If I didn’t define myself for myself,

I would be crunched into other people’s fantasies for me and eaten alive.

— Audre Lorde

There once was a young gymnast labeled the greatest of all time. Some considered her the greatest athlete — in any sport — alive. That young woman had begun training as a child and had competed at the elite level for more than 10 years, winning championships and Olympic medals.

Always poised, she was the consummate professional on and off camera. She persevered through personal, emotional, mental and physical challenges, including abuse by one charged with her care.

Through it all, she continued to excel. She was America’s darling. “Game changer,” they called her. “GOAT,” others said. “Perfection,” some journalists would write.

The people loved her.

One day, after realizing she could not perform safely, that young woman decided that she needed a break. The people did not understand. Some called her “childish” and a “national embarrassment.” Others called her “selfish” and “weak.”

The negative attention was all because she put her needs above the pressure to conform to other people’s expectations. She made a decision that was best for herself, and as a result, all hell broke loose.

At the same time, a young tennis player had risen to stardom. She, too, had trained from a young age, becoming a professional as a teenager. She climbed the rankings and drew praise from the public and media. Her consistent wins established her as a dominant force in women’s tennis.

She smiled for the cameras, waved to the crowds and sat for the interviews. Her authentic personality and candor drew people to her. On the court, she won millions in prize money. Off the court, her multiple partnerships and endorsements made her known as one of the most marketable athletes in the world.

One day, that young woman decided that she needed a break. Her personal and mental health struggles could no longer be ignored. She withdrew from competition and decided to take some time away.

She did not want to perform for the cameras or deliver any more perfect responses. She made her well-being a priority.

People didn’t know how to handle her decision. They called her “toxic,” “narcissistic” and a “spoiled brat.” Her decision was even called “peculiar,” as if to suggest that prioritizing one’s mental health is bizarre and outlandish. She was heavily scrutinized for setting personal boundaries. She made a decision that was best for herself, and all hell broke loose.

The reality of being a Black woman is living under the constant barrage of implicit and explicit bias to which this society has been subjecting us for generations. And because of this, even as we are spending our energy warding off stereotypes, many Black women consistently feel that we have to perform at the highest levels.

We must cross our t’s and dot our i’s and live to near perfection in order to be fully accepted and appreciated. Whether in athletics, corporate America, education or relationships, whether in community, church, pop culture or other aspects of society, Black women are pressured to perform at a disproportionately high level.

▶ **EXERCISE**: Copy out the stretch of the essay on Black women and the pressure to perform from "There once was" through "people loved her.". The rows that follow are separate material and have no connection to the essay above.

▶ **LISTED RECORDS**:
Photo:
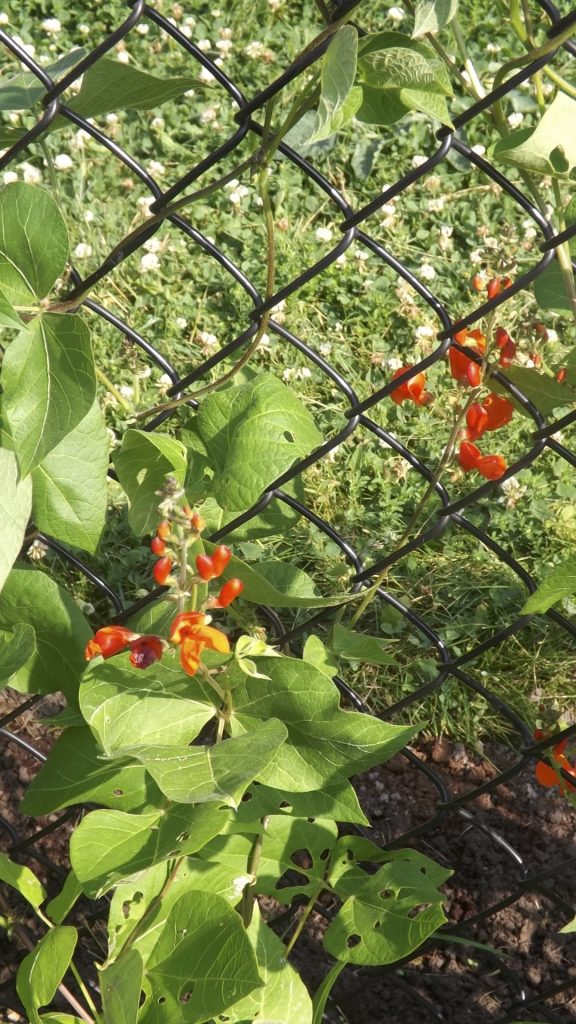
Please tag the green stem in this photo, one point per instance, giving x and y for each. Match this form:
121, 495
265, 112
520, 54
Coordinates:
247, 901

▶ **RESULT OF THE TASK**:
There once was a young gymnast labeled the greatest of all time. Some considered her the greatest athlete — in any sport — alive. That young woman had begun training as a child and had competed at the elite level for more than 10 years, winning championships and Olympic medals.

Always poised, she was the consummate professional on and off camera. She persevered through personal, emotional, mental and physical challenges, including abuse by one charged with her care.

Through it all, she continued to excel. She was America’s darling. “Game changer,” they called her. “GOAT,” others said. “Perfection,” some journalists would write.

The people loved her.